▶ [Metin]:
•••

İşyeri uygulamaları; işverenin kendi inisiyatifiyle bir menfaati devamlı şekilde ve aynı koşullarla sağladığı mutat, fiili davranışlardır. 4857 sayılı İş Kanunu’nun 22. maddesinin ilk fıkrası uyarınca işverence düzenlenen işyeri uygulamaları, iş sözleşmelerinin eki niteliğinde değerlendirilmektedir. Günümüzde sıklıkla karşılaşılan işyeri uygulamalarına örnek olarak; işçilere sağlanan prim ve ikramiyeler, lojman, giyecek ve yakacak yardımı gibi ek sosyal yardımlar ile diğer mali kazandırmalar ve yasada öngörülenden daha uzun yıllık ücretli izin süreleri sayılabilir.

İşverenin işçilere menfaat sağlayan fiili davranışının, işçilerin de zımni kabulüyle, hangi hallerde işyeri uygulaması kabul edilerek iş sözleşmesinin içeriğine dâhil edileceği yasa koyucu tarafından açıkça belirlenmemiş olup değerlendirme ölçütleri Yargıtay’ın yerleşik içtihatlarında gösterilmiştir (Yargıtay 9.HD, E. 2010/22802, K. 2012/41757, T. 06/12/2012). Kriterlerin somut olayda bulunması halinde, işverenin bu davranışları işyeri uygulaması olarak nitelendirilecek ve taraflar arasındaki iş sözleşmesinin bir hükmü gibi ele alınarak bağlayıcılık kazanacaktır. Yapılacak değerlendirmede, işverenin bu fiili davranışı gerçekleştirirken gelecekte bağlayıcı olmasını düşünmüş veya istemiş olmasından ziyade, işverenin fiili davranışı sonucu işçilerde dürüstlük kuralına uygun olarak haklı bir beklenti oluşturup oluşturmadığı incelenecektir.

Taraflar arasındaki iş sözleşmesinin eki olarak nitelendirilecek bir işyeri uygulamasından bahsedebilmek için Yargıtay tarafından belirlenen kriterler:

  • Bu noktada gözetilen ilk unsur, işveren tarafından yerine getirilen edimin işyerindeki tüm işçilere veya işçilerin belirli bir bölümüne uygulanacak şekilde genel nitelikli olmasıdır.Böylelikle işveren, işyerinin tamamında veya bir bölümünde, genel ve yeknesak çalışma koşullarını oluşturacaktır. İşverenin tek taraflı olarak farklı niteliklerdeki işçilerine bireysel olarak tanıdığı çeşitli menfaatler, bu kişilerin iş sözleşmesinin zımni bir hükmü olarak değerlendirilebilecekse de, genel nitelikli olmaması sebebiyle işyeri uygulaması olarak yorumlanamayacaktır.
  • Dikkate alınan bir diğer ölçüt, söz konusu uygulamanın, işyerinde belirli bir süre tekrarlanarak devamlılıkteşkil etmesidir. Devamlılık niteliğinin kazanılmasına ilişkin kesin bir ölçü bulunmamakta olup bu konudaki Yargıtay kararlarının değişkenlik gösterdiği görülmektedir. İşyeri uygulaması olarak değerlendirilmesi için “olayın özelliğine göre uygulamanın işyerinde mutat bir davranış haline geldiğini, gelecekte de yapılacağını işçilerin dürüstlük kuralına göre çıkarmalarına yetecek bir süre olması gerekir.” (S. Süzekİş Hukuku, 15. Baskı, İstanbul 2018, s. 84).

•••

▶ [Sunulan Veriler]:

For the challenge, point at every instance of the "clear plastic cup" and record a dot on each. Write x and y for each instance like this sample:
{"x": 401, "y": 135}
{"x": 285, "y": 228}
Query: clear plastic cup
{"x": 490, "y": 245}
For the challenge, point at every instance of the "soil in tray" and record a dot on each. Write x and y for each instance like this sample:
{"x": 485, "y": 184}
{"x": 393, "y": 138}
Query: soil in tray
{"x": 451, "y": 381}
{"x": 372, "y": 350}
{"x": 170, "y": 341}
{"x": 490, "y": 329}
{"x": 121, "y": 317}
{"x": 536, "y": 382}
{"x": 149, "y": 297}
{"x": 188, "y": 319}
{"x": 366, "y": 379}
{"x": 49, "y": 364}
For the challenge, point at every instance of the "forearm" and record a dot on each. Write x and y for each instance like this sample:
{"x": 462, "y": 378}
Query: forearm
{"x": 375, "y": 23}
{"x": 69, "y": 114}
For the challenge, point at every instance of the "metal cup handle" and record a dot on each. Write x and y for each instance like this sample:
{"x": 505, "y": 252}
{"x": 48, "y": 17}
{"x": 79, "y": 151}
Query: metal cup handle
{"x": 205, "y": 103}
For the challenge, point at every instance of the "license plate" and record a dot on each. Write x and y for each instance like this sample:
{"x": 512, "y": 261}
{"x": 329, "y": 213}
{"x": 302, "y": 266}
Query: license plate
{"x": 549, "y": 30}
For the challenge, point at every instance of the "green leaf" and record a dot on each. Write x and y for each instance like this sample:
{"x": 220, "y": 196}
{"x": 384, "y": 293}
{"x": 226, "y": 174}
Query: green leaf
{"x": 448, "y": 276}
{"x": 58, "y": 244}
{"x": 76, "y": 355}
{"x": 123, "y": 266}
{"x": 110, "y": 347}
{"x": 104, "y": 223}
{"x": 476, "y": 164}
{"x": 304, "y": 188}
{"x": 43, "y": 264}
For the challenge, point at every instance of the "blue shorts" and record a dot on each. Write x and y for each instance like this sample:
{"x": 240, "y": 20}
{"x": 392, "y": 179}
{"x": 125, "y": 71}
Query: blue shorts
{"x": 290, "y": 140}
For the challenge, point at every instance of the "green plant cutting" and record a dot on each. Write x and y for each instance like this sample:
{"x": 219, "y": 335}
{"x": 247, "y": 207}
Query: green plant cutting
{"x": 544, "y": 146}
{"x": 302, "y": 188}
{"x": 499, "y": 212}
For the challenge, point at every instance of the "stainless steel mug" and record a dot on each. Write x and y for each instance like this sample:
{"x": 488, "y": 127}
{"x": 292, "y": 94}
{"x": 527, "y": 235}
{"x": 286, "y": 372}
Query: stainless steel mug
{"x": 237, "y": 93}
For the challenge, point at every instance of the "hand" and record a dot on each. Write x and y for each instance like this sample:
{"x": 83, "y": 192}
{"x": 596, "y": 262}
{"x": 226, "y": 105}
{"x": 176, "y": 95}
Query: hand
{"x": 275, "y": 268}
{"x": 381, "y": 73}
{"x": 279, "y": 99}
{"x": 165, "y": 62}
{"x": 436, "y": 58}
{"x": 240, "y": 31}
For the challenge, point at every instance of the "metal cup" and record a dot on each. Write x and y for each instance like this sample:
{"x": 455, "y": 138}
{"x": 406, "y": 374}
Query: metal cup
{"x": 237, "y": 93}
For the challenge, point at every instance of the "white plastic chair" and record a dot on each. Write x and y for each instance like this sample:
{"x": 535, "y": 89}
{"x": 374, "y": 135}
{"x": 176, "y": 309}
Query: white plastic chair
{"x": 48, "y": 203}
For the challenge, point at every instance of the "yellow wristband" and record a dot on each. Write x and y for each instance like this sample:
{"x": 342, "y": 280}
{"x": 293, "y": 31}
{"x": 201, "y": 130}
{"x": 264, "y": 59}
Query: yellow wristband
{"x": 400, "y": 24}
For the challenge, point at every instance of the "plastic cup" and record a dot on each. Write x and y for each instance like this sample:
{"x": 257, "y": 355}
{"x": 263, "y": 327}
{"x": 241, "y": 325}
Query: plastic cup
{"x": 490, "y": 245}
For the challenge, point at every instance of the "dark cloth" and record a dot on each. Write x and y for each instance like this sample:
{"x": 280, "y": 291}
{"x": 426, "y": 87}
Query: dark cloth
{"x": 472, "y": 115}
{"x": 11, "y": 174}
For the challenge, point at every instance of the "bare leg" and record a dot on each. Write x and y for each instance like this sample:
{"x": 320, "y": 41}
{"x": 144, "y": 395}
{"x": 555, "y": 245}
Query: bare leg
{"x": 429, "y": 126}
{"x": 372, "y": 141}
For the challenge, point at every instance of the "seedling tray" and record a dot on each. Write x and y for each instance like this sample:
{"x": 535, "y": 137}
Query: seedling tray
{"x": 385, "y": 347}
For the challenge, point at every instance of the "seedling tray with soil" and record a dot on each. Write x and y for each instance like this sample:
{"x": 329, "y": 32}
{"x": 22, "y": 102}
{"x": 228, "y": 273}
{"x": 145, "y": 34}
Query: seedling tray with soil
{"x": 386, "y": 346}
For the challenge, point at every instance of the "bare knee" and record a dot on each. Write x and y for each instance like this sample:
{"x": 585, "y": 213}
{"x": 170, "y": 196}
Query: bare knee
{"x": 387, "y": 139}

•••

▶ [Görevler]:
[A] İşyeri uygulamalarına ilişkin metinde "İşyeri uygulamaları; işverenin" ifadesinden "izin süreleri sayılabilir." ifadesine kadar uzanan bölümü, "lojman" yerine "konut" koyarak yeniden yazınız.
[B] İşyeri uygulamalarına ilişkin metne göre aşağıdaki soruları yanıtlayınız:
(i) İşyeri uygulamalarının iş sözleşmesinin eki sayılmasının dayanağı hangi kanunun hangi hükmüdür?
(ii) Metinde değerlendirme ölçütlerinin gösterildiği belirtilen Yargıtay kararının esas numarası nedir?
(iii) Devamlılık konusunda alıntı yapılan eserin baskı numarası ve yayım yılı nedir?
[C] İşyeri uygulamalarına ilişkin metni kaldığı yerden sürdürünüz.
Sunulan veriler, işyeri uygulamalarına ilişkin metinle bağlantılı değildir.

▶ [Cevap Anahtarı]:
[A]
İşyeri uygulamaları; işverenin kendi inisiyatifiyle bir menfaati devamlı şekilde ve aynı koşullarla sağladığı mutat, fiili davranışlardır. 4857 sayılı İş Kanunu’nun 22. maddesinin ilk fıkrası uyarınca işverence düzenlenen işyeri uygulamaları, iş sözleşmelerinin eki niteliğinde değerlendirilmektedir. Günümüzde sıklıkla karşılaşılan işyeri uygulamalarına örnek olarak; işçilere sağlanan prim ve ikramiyeler, konut, giyecek ve yakacak yardımı gibi ek sosyal yardımlar ile diğer mali kazandırmalar ve yasada öngörülenden daha uzun yıllık ücretli izin süreleri sayılabilir.

[B]
(i) 4857 sayılı İş Kanunu'nun 22. maddesinin ilk fıkrası.
(ii) E. 2010/22802.
(iii) 15. baskı, 2018.

[C]
  • Yargıtay kararlarında işyeri uygulamaları için aranan bir diğer unsur ise, ediminaynı koşullarla sağlanmasıdır. Gözetilen bu ölçüt ile aynı nedene bağlı olup, miktar veya nitelik anlamında bazı değişiklikler barındıran ödeme ve menfaatlerin de işveren tarafından tekrarlanması, devamlı bir işyeri uygulamasına esas teşkil edecektir. Edim tutarının kesin olarak belirlenmediği hallerde, miktarın hakkaniyete göre belirlenmesi söz konusu olacaktır. Somut olayda menfaatin miktarı ve niteliği açısından sürekli bir tutarlılıktan bahsedilmesi halinde ise, işyeri uygulamasının aynı miktar ve nitelik üzerinden oluştuğu kabul edilecek veya aynı hesap yöntemine göre saptanması gerekecektir. Eksiklik halinde, işyeri uygulamasından ileri gelen haklarının bütünüyle verilmesini işçiler talep edebilecektir. İşçilere sağlanacak menfaatin salt belirli bir koşulun gerçekleşmesine bağlanması durumunda da, yıllar içinde devamlılık gösteren bir uygulamanın işyeri uygulaması olarak değerlendirilmesi mümkün olacak ve şartın gerçekleşmesiyle işçiler menfaate hak kazanacaktır.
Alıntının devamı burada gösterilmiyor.